> [TASKS AND EXERCISES]:
A – In the article on Tanya Roberts, which character did she play in A View to a Kill?
B – Write a continuation of the article on Tanya Roberts, starting after its final sentence.

> [READING TEXT]:
Tanya Roberts, pictured in 2006. Photograph: Chris Delmas/AFP/Getty Images
Initially announced to have died on Sunday after a mistaken statement by her publicist, Roberts’ partner now reports she died on Monday
The Guardian- Andrew Pulver
Tanya Roberts, the glamorous actor who starred opposite Roger Moore in the 1985 Bond film A View to a Kill, has died aged 65, it has been reported. Roberts’ death had been mistakenly announced by her representative Mike Pingel on Sunday, leading to multiple news organisations, including the Guardian, to report it, before a retraction was issued a day later.
Now Roberts’ partner Lance O’Brien is reported to have said he was informed by staff at Cedars-Sinai Hospital in Los Angeles that Roberts died on Monday evening. O’Brien had reportedly mistakenly informed Pingel of her death on Sunday, leading to inaccurate media reports.
The Sun quoted O’Brien as saying Roberts died from an unspecified illness that began with a urinary tract infection, and subsequently affected her kidneys, liver and gall bladder. He also said Roberts had collapsed at home in Los Angeles.
O’Brien said that he believed Roberts had died on Sunday after visiting her in hospital, and told Pingel, who announced it to the media. However, while being filmed by the TV show Inside Edition, O’Brien received a call on Monday from the hospital saying that Roberts was alive.
Cedars-Sinai Hospital has not commented, citing patient confidentiality.
Roberts’ best-known film role was in A View to a Kill, where she played geologist Stacey Sutton, Bond’s principal love interest and a key ally in the battle against Christopher Walken’s villainous industrialist Max Zorin. By then she had already consolidated her on-screen appeal by appearing in the 1980-81 season of detective series Charlie’s Angels, taking over from Shelley Hack as one of the three title characters.

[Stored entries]
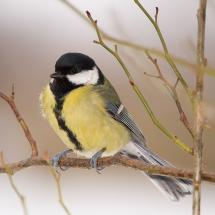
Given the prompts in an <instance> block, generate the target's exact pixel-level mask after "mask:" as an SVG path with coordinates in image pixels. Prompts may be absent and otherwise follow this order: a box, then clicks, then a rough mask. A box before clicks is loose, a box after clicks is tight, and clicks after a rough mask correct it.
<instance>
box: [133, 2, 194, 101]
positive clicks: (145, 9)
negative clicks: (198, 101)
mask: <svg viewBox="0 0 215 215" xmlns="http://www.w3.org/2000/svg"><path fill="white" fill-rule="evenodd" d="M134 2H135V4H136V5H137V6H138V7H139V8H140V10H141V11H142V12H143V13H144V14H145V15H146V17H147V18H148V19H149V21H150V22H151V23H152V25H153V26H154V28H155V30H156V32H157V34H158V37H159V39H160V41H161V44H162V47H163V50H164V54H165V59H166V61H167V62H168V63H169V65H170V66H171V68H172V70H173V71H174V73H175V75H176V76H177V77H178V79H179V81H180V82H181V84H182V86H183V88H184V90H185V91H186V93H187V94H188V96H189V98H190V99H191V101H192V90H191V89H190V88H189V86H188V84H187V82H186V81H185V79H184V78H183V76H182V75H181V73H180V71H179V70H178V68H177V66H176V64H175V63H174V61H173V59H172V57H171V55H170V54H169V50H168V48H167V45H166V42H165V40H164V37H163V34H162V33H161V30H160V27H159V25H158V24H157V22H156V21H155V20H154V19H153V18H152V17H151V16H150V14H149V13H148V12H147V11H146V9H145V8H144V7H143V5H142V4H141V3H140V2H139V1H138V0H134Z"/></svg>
...
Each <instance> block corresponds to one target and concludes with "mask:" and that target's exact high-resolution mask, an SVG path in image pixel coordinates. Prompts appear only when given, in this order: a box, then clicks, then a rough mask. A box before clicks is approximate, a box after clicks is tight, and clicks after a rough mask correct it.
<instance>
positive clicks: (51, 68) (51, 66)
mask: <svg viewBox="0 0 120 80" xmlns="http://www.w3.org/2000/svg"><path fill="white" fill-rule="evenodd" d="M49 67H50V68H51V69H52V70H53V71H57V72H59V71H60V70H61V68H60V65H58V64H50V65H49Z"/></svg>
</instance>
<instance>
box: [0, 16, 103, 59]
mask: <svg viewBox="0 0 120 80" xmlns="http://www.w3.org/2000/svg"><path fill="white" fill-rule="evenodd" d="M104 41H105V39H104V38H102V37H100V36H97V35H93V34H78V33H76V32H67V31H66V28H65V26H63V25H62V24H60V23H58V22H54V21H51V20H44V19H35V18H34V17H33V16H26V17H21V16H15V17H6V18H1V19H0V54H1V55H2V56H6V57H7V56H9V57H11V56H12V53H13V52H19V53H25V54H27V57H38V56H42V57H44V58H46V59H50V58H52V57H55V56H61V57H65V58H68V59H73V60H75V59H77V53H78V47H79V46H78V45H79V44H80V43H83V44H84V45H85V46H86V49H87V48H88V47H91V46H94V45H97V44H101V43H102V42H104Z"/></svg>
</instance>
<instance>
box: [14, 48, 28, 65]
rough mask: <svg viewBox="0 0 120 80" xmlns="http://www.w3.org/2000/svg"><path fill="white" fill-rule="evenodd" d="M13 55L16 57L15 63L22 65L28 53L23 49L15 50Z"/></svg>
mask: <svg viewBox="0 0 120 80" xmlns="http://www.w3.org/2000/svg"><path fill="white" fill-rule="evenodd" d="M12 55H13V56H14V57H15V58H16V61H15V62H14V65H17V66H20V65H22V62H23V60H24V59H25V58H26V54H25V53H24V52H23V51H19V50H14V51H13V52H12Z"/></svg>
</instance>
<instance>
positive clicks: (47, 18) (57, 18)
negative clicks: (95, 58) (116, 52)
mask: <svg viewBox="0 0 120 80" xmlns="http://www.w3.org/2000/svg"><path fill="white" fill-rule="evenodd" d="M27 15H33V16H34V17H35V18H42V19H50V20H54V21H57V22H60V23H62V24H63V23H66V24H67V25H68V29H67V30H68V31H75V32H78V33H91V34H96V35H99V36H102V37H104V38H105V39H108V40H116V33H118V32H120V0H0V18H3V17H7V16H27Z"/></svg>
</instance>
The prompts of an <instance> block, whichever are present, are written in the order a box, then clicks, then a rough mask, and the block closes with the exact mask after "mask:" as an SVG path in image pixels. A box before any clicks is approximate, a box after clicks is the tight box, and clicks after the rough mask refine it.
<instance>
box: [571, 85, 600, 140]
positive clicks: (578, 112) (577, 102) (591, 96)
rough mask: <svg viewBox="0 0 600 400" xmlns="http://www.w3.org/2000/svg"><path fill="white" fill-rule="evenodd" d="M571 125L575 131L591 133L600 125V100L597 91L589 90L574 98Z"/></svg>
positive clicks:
--
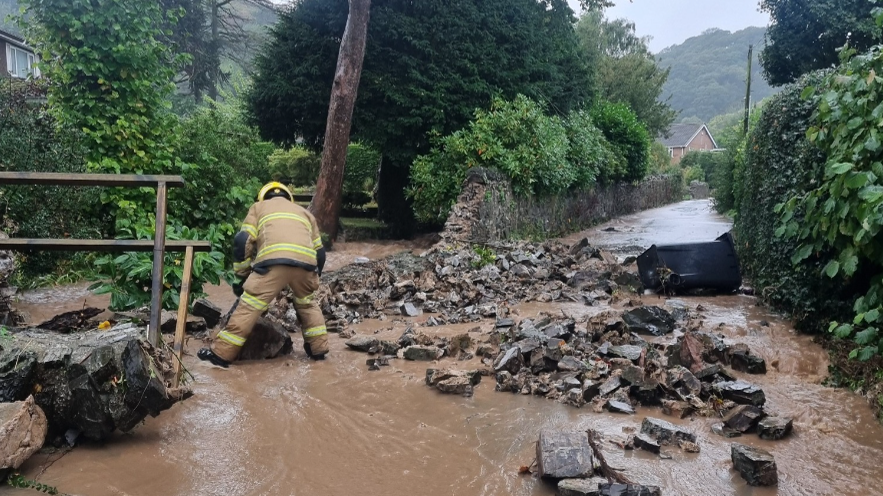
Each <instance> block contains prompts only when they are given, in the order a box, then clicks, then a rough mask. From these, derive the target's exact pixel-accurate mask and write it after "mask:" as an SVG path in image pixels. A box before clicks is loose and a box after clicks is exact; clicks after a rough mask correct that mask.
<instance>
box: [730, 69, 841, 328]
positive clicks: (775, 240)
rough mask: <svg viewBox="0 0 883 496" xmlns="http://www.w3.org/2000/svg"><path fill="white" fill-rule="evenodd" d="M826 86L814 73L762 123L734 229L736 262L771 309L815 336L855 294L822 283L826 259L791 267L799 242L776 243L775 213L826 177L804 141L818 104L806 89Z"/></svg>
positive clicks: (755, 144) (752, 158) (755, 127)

> [ANSWERS FOR EACH ITEM]:
A – Geologist Stacey Sutton.

B –
Born Victoria Leigh Blum, Roberts carved out a career as a model before moving to Hollywood with her screenwriter husband, Barry Roberts. She secured a string of small roles, including James Toback’s 1978 drama Fingers and waxwork slasher Tourist Trap. After winning the Charlie’s Angels role her profile increased, and she was cast as slave girl Kiri in cult fantasy-horror The Beastmaster (1982) and as the title role in the Tarzan-style adventure Sheena: Queen of the Jungle, released in 1984 and which has also become a cult film despite its disastrous initial reception.
Roberts disliked the “Bond girl” label, telling the Daily Mail that it pigeonholed her as a “dumb, glamorous broad” and that “the reason most Bond girls don’t go on to have careers [is] because people just don’t take them seriously”. But she said she did not regret taking the role: “At the time I didn’t know what I know now, and to be honest, who would turn that role down, really? Nobody would … I was very young and I did what I felt was the right choice to make.”
A View to a Kill did not, as Roberts correctly suggested, lead to a career transformation: she found herself playing in “erotic thrillers” such as Night Eyes, Inner Sanctum, and Sins of Desire, and TV series such as Hot Line (also with an “erotic” slant).
However, in 1998 she was cast in a long-running role in retro sitcom That ’70s Show, as dim-bulb Midge Pinciotti, appearing in more than 80 episodes. Her husband’s terminal illness, and subsequent death in 2006, led her to retire from acting.